# Excerpted passage
━━━━━━━━━━━━━━━━━━━━
A token is roughly four characters of text — the unit AI models use to read and process your input. When a spreadsheet is "too big" for an AI tool, the cause is one of two separate limits: the upload-size cap (a file-size test the platform runs before reading your data) or the context-window limit (a token-count test the model runs as it processes your data). These are independent constraints, and nearly everyone conflates them.
TL;DR: A token is approximately four characters; a typical structured CSV row is 50–150 tokens — always an estimate, never a precise figure. GPT-4o's 128,000-token context window controls how much of your spreadsheet the model can reason about in one turn, and it is a separate constraint from ChatGPT's ~50MB upload cap. If your file exceeds either limit, splitting by rows before uploading resolves both.
You upload a 50,000-row export to ChatGPT, the upload succeeds, and you ask it to summarize the data — but when you check the row count it processed, ChatGPT reports 12,000. The other 38,000 rows were inside the upload size cap but outside the model's 128,000-token context window: a limit that has nothing to do with file size. That gap between "will it upload" and "can it actually read all of it" is what this post explains.
Table of Contents
- What Is a Token?
- Why Spreadsheets Are Token-Heavy
- The Two Reasons Your File Is 'Too Big'
- How Many Rows Fit in the 128K Context Window?
- Verify Your Exact Token Count in 60 Seconds
- How to Tell If Your File Will Fit
- What to Do About It
- Additional Resources
- FAQ
What Is a Token?
A token is the smallest unit of text an AI language model processes when it reads input. OpenAI's published rule of thumb is approximately 1 token per 4 characters of English text — or roughly 0.75 words per token. The word "spreadsheet" is about 2 tokens; the date "2026-01-15" is roughly 3; the phrase "customer ID" is about 2 or 3 depending on how the tokenizer splits it.
Tokenization is not word-splitting. Models use a subword encoding algorithm that compresses common words into single tokens and splits uncommon sequences — structured identifiers, dates, and numeric codes — into multiple pieces. "January" is typically one token; "01/15/2026" in a date column might tokenize into four or five, because the exact character sequence is not a unit the model has learned to compress efficiently.
The practical implication: every character in your CSV costs tokens, not just the readable words. Cell values, comma delimiters, quotation marks around fields that contain commas, and the newline at the end of each row all count — which is why structured data behaves very differently from prose text of the same character count.
━━━━━━━━━━━━━━━━━━━━
# Given records
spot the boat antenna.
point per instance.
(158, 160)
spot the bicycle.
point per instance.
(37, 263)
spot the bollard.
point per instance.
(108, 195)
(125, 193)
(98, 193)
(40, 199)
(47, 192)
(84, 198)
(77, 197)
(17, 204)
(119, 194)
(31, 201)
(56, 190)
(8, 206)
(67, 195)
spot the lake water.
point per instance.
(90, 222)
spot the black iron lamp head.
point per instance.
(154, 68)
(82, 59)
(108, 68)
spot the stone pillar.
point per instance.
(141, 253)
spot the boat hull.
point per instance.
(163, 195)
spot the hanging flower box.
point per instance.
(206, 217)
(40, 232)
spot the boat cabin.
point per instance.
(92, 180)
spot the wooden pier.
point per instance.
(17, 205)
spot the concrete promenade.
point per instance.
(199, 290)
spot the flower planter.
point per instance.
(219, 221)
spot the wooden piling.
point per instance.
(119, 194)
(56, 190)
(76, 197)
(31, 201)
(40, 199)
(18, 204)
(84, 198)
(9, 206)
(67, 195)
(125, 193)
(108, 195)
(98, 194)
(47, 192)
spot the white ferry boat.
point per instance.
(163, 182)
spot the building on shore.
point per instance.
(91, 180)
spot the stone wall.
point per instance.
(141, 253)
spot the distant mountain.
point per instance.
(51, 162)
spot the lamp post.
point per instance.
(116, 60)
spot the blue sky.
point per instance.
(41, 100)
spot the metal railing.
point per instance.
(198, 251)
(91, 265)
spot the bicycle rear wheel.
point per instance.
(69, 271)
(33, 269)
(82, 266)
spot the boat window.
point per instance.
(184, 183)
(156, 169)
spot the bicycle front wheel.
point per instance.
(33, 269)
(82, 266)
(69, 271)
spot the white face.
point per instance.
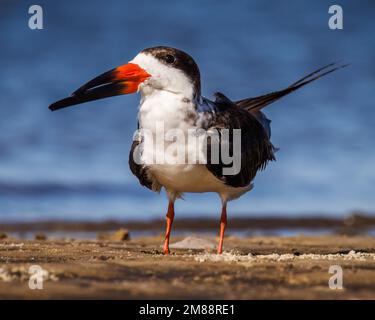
(163, 77)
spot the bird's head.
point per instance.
(153, 69)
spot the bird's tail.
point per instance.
(257, 103)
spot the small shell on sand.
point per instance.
(119, 235)
(193, 243)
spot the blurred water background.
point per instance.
(72, 164)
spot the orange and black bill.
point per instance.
(121, 80)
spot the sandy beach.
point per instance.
(251, 268)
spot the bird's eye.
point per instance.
(169, 58)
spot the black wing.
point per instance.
(256, 148)
(257, 103)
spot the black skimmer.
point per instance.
(168, 80)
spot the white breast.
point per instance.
(172, 111)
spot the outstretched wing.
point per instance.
(257, 103)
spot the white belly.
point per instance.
(194, 178)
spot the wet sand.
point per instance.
(250, 268)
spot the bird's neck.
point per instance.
(173, 110)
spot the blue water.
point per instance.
(73, 164)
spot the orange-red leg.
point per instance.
(223, 224)
(170, 216)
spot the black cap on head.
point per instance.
(179, 60)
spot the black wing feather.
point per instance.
(260, 102)
(256, 148)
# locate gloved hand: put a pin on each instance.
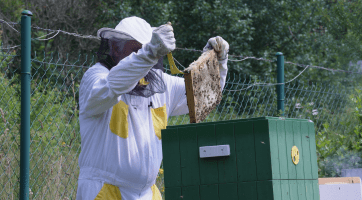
(163, 41)
(219, 45)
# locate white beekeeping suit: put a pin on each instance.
(121, 119)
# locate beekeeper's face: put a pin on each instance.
(129, 47)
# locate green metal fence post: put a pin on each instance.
(280, 79)
(25, 104)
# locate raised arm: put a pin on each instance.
(100, 88)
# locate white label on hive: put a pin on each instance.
(214, 151)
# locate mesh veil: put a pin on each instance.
(113, 48)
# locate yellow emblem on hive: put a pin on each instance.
(295, 155)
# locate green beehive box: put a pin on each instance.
(260, 165)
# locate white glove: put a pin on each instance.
(219, 45)
(162, 42)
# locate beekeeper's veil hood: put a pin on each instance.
(112, 50)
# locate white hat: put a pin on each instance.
(132, 28)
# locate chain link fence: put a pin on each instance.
(55, 137)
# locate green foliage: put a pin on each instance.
(340, 140)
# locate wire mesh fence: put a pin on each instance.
(55, 137)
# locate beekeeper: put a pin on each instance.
(125, 100)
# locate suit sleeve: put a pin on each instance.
(100, 87)
(177, 90)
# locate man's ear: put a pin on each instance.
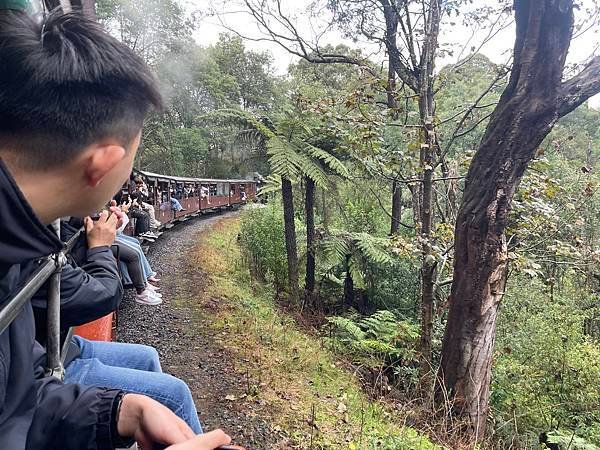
(100, 160)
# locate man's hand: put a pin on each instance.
(149, 422)
(101, 233)
(208, 441)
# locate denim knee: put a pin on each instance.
(153, 358)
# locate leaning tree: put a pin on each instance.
(534, 99)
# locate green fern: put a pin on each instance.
(290, 153)
(566, 439)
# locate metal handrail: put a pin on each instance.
(49, 269)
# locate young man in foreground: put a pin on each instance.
(72, 104)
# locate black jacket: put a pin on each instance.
(38, 412)
(90, 287)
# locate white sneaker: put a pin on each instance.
(153, 288)
(148, 297)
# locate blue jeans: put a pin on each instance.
(133, 368)
(175, 204)
(133, 243)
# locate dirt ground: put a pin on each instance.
(188, 348)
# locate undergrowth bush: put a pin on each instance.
(262, 241)
(546, 371)
(379, 342)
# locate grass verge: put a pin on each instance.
(299, 383)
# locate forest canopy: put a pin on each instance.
(438, 221)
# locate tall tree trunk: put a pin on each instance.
(325, 209)
(428, 151)
(427, 262)
(290, 238)
(309, 285)
(348, 285)
(396, 207)
(533, 100)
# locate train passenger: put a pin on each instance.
(205, 193)
(137, 268)
(176, 205)
(73, 100)
(90, 289)
(142, 188)
(143, 219)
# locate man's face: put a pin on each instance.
(95, 198)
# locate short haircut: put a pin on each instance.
(65, 83)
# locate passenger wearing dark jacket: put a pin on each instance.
(91, 288)
(72, 104)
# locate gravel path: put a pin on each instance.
(188, 349)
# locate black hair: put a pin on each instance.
(66, 83)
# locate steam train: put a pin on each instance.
(197, 196)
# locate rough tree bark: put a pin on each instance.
(396, 207)
(309, 283)
(534, 99)
(290, 239)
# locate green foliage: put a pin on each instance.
(379, 341)
(546, 368)
(568, 440)
(263, 245)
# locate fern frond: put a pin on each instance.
(273, 184)
(328, 159)
(373, 249)
(354, 267)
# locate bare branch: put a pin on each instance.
(581, 87)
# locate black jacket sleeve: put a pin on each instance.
(71, 416)
(87, 292)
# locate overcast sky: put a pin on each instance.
(454, 35)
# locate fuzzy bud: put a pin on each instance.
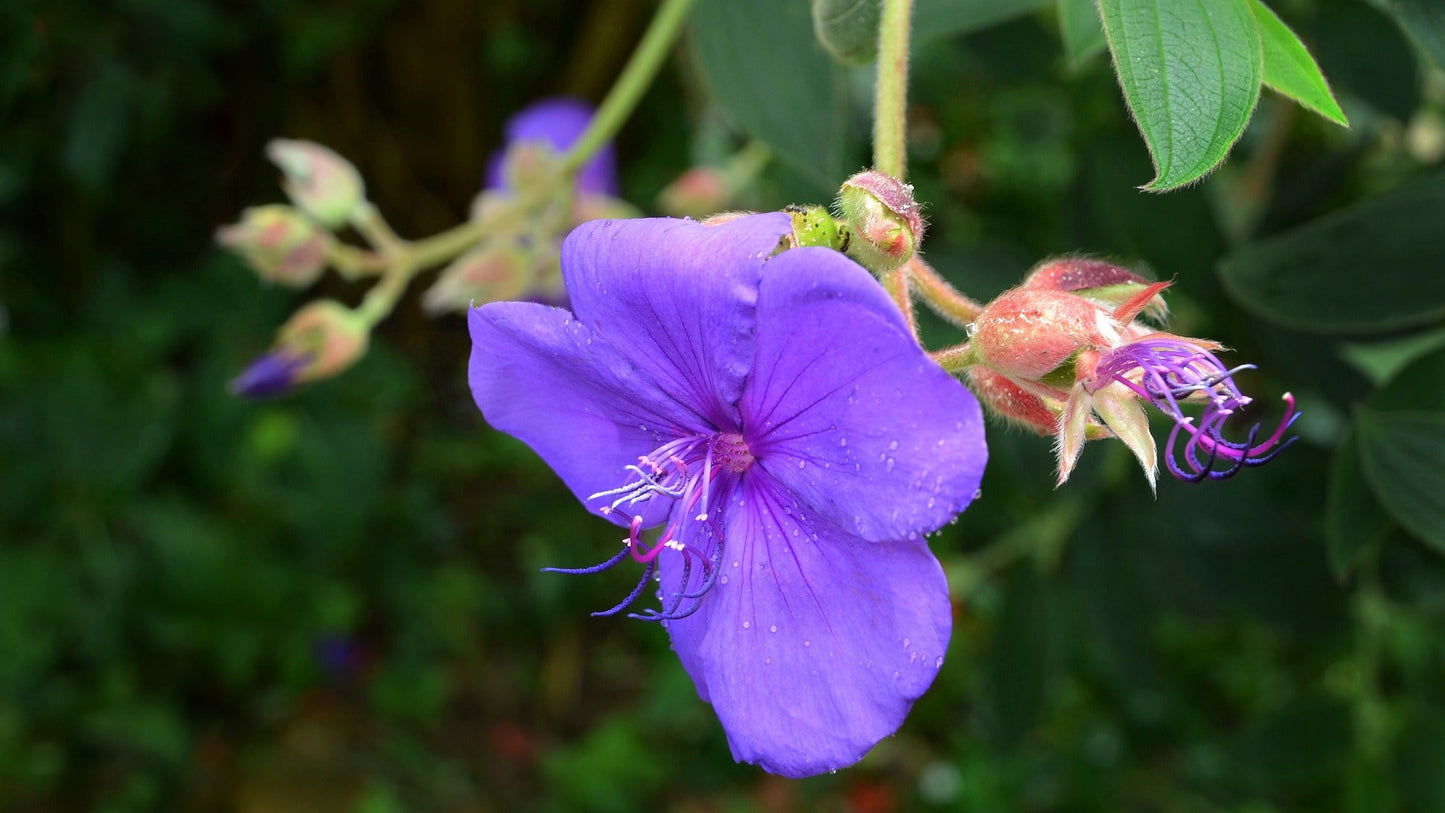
(489, 273)
(317, 342)
(279, 243)
(318, 181)
(882, 218)
(848, 29)
(697, 192)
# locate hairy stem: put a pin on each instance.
(939, 296)
(632, 84)
(890, 90)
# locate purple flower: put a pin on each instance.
(1169, 370)
(558, 123)
(773, 415)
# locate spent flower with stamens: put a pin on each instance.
(1065, 355)
(773, 416)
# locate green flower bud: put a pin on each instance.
(848, 29)
(318, 181)
(279, 243)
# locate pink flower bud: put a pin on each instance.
(1029, 332)
(279, 243)
(697, 192)
(883, 220)
(318, 181)
(317, 342)
(487, 273)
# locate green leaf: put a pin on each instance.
(1424, 22)
(1370, 269)
(776, 83)
(1291, 70)
(1354, 519)
(1418, 387)
(1191, 74)
(937, 19)
(1081, 29)
(1403, 455)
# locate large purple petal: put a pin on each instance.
(559, 123)
(539, 374)
(678, 296)
(814, 643)
(846, 409)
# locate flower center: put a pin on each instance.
(682, 471)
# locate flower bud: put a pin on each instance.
(318, 341)
(1026, 334)
(697, 192)
(279, 243)
(848, 29)
(487, 273)
(318, 181)
(1103, 283)
(882, 218)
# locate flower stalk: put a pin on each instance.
(890, 90)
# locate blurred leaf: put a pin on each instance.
(1403, 455)
(1380, 361)
(1354, 520)
(1081, 29)
(1367, 57)
(1424, 22)
(775, 81)
(1369, 269)
(1020, 662)
(1191, 74)
(1419, 760)
(951, 18)
(1291, 70)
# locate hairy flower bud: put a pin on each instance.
(848, 29)
(490, 273)
(1065, 347)
(318, 341)
(279, 243)
(697, 192)
(318, 181)
(882, 218)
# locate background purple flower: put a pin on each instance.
(557, 122)
(778, 419)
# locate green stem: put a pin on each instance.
(939, 296)
(890, 90)
(955, 358)
(632, 84)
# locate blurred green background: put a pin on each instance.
(331, 601)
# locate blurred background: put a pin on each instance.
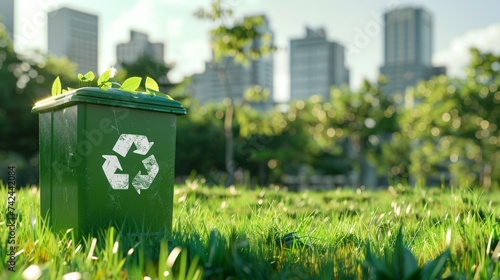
(307, 96)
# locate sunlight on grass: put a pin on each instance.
(270, 234)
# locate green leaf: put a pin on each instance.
(151, 84)
(104, 78)
(131, 84)
(56, 87)
(434, 268)
(405, 264)
(161, 94)
(89, 76)
(106, 85)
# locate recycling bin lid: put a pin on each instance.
(109, 97)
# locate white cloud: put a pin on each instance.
(457, 55)
(174, 28)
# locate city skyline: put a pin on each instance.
(186, 38)
(316, 64)
(74, 34)
(408, 49)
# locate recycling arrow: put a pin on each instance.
(117, 181)
(122, 147)
(142, 182)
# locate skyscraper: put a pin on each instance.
(207, 86)
(408, 47)
(7, 16)
(74, 34)
(316, 65)
(139, 46)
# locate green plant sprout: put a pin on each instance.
(107, 81)
(403, 264)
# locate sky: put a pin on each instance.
(358, 25)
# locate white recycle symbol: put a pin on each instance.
(122, 146)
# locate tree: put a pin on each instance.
(233, 40)
(366, 119)
(455, 123)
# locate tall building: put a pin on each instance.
(408, 47)
(7, 16)
(139, 46)
(316, 65)
(207, 86)
(74, 34)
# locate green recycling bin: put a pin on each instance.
(107, 159)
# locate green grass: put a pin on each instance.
(237, 233)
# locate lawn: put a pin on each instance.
(271, 233)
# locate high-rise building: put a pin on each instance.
(207, 86)
(7, 16)
(316, 65)
(139, 46)
(408, 47)
(74, 34)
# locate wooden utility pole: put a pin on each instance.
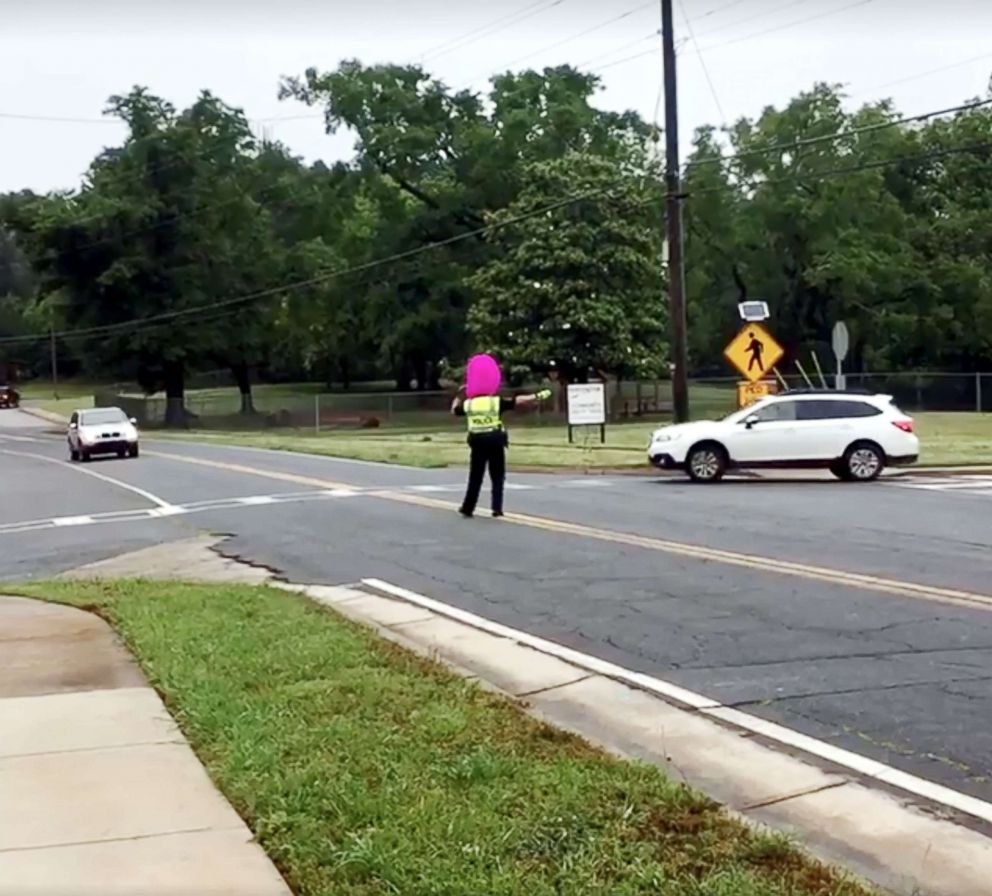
(673, 222)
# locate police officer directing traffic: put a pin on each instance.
(487, 440)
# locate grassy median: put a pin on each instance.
(365, 770)
(949, 439)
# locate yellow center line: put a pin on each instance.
(757, 562)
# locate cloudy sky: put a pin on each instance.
(61, 59)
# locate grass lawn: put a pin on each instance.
(366, 771)
(947, 439)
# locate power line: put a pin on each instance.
(928, 72)
(431, 50)
(754, 17)
(488, 30)
(786, 145)
(236, 304)
(776, 28)
(570, 38)
(702, 61)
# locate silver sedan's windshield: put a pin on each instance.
(102, 417)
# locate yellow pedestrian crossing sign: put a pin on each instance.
(753, 352)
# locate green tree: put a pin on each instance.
(164, 225)
(575, 289)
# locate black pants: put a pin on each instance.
(488, 450)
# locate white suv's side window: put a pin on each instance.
(779, 410)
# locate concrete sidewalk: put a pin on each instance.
(101, 794)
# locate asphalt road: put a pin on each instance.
(905, 678)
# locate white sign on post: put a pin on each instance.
(587, 405)
(840, 341)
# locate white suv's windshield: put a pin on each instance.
(102, 417)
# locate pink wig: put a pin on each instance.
(482, 376)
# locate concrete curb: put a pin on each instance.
(905, 846)
(101, 791)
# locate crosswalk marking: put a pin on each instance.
(216, 504)
(966, 484)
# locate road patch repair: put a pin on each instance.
(907, 836)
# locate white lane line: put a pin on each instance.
(120, 516)
(169, 510)
(148, 496)
(861, 765)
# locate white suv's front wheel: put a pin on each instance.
(862, 462)
(706, 463)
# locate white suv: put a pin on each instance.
(853, 435)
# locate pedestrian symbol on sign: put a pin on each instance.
(754, 352)
(756, 347)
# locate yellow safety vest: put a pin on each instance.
(483, 414)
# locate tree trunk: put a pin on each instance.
(420, 372)
(434, 378)
(242, 376)
(175, 395)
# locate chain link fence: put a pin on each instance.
(307, 406)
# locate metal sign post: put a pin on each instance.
(840, 341)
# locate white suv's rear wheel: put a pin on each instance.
(863, 462)
(706, 463)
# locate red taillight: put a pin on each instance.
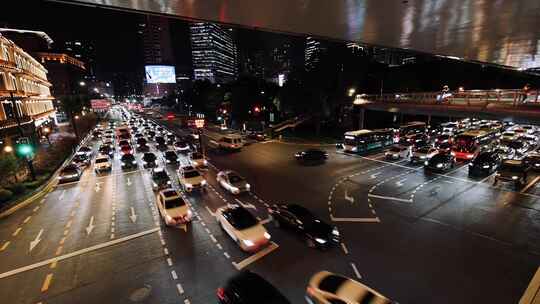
(220, 293)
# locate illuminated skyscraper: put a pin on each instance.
(314, 49)
(213, 53)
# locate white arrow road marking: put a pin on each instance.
(349, 198)
(133, 216)
(248, 205)
(374, 175)
(36, 241)
(90, 226)
(400, 182)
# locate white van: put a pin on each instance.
(231, 142)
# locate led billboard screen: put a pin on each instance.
(160, 74)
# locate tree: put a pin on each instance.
(9, 166)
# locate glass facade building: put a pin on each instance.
(213, 52)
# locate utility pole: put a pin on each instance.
(28, 156)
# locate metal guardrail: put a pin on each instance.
(465, 98)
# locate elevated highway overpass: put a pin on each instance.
(488, 104)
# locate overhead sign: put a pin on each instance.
(160, 74)
(100, 104)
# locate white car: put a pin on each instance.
(173, 208)
(233, 182)
(231, 142)
(325, 288)
(190, 179)
(242, 227)
(198, 160)
(102, 163)
(397, 152)
(423, 153)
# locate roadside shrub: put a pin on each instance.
(5, 195)
(17, 189)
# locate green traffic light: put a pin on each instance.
(25, 149)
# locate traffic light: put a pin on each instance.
(23, 147)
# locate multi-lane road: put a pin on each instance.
(415, 237)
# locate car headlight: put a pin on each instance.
(248, 243)
(320, 241)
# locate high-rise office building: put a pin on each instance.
(213, 52)
(313, 52)
(156, 40)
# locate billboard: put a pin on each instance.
(160, 74)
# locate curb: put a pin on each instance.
(43, 189)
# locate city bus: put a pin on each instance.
(410, 128)
(467, 144)
(362, 141)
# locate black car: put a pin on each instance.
(149, 160)
(311, 156)
(247, 287)
(533, 160)
(514, 171)
(160, 140)
(81, 160)
(442, 161)
(107, 150)
(128, 161)
(485, 163)
(316, 232)
(170, 157)
(182, 147)
(70, 173)
(160, 179)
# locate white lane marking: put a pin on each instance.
(529, 185)
(239, 266)
(345, 250)
(5, 245)
(180, 289)
(355, 219)
(90, 226)
(36, 241)
(210, 211)
(133, 216)
(76, 253)
(356, 271)
(390, 198)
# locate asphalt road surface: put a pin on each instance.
(415, 237)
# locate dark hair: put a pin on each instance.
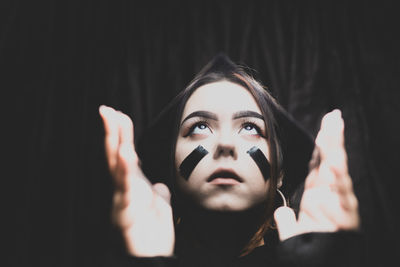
(265, 102)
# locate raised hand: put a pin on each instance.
(328, 203)
(141, 210)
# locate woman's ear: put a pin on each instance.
(279, 184)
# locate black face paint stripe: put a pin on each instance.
(190, 162)
(261, 161)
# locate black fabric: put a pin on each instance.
(340, 249)
(59, 60)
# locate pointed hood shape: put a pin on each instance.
(156, 145)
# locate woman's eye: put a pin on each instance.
(200, 128)
(250, 129)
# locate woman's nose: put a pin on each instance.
(225, 146)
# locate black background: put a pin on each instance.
(61, 59)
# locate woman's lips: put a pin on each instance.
(224, 181)
(224, 177)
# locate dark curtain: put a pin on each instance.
(61, 59)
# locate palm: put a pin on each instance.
(328, 203)
(140, 210)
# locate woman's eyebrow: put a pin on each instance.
(201, 113)
(247, 113)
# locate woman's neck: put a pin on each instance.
(217, 234)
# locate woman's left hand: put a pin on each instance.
(328, 203)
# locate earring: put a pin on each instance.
(282, 196)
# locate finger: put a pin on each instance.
(111, 139)
(163, 191)
(125, 129)
(331, 134)
(127, 162)
(285, 219)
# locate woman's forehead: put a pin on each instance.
(221, 97)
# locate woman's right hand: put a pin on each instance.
(141, 211)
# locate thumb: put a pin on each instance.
(286, 222)
(163, 191)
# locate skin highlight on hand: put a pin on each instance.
(328, 182)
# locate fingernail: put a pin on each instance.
(102, 109)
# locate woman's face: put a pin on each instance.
(224, 118)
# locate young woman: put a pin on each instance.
(225, 151)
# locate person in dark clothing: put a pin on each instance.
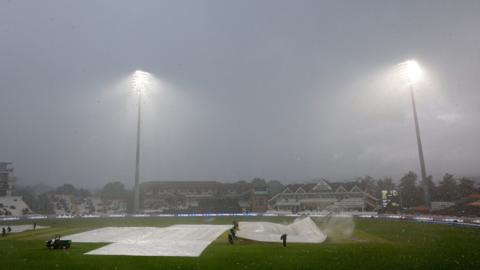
(235, 225)
(284, 239)
(230, 239)
(233, 233)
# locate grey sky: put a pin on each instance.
(286, 90)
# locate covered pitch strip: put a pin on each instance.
(300, 231)
(176, 240)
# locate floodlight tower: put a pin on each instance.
(414, 74)
(140, 80)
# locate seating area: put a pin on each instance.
(13, 206)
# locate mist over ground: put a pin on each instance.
(273, 89)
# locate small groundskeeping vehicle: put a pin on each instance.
(57, 243)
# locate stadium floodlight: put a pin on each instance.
(413, 74)
(140, 81)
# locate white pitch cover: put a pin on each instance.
(176, 240)
(300, 231)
━━━━━━━━━━━━━━━━━━━━
# Exercise description
Retype the part of the article on tokens and spreadsheet limits above between "- Why Spreadsheets" and "tokenizer splits it.", inclusive.

# Reply
- Why Spreadsheets Are Token-Heavy
- The Two Reasons Your File Is 'Too Big'
- How Many Rows Fit in the 128K Context Window?
- Verify Your Exact Token Count in 60 Seconds
- How to Tell If Your File Will Fit
- What to Do About It
- Additional Resources
- FAQ
What Is a Token?
A token is the smallest unit of text an AI language model processes when it reads input. OpenAI's published rule of thumb is approximately 1 token per 4 characters of English text — or roughly 0.75 words per token. The word "spreadsheet" is about 2 tokens; the date "2026-01-15" is roughly 3; the phrase "customer ID" is about 2 or 3 depending on how the tokenizer splits it.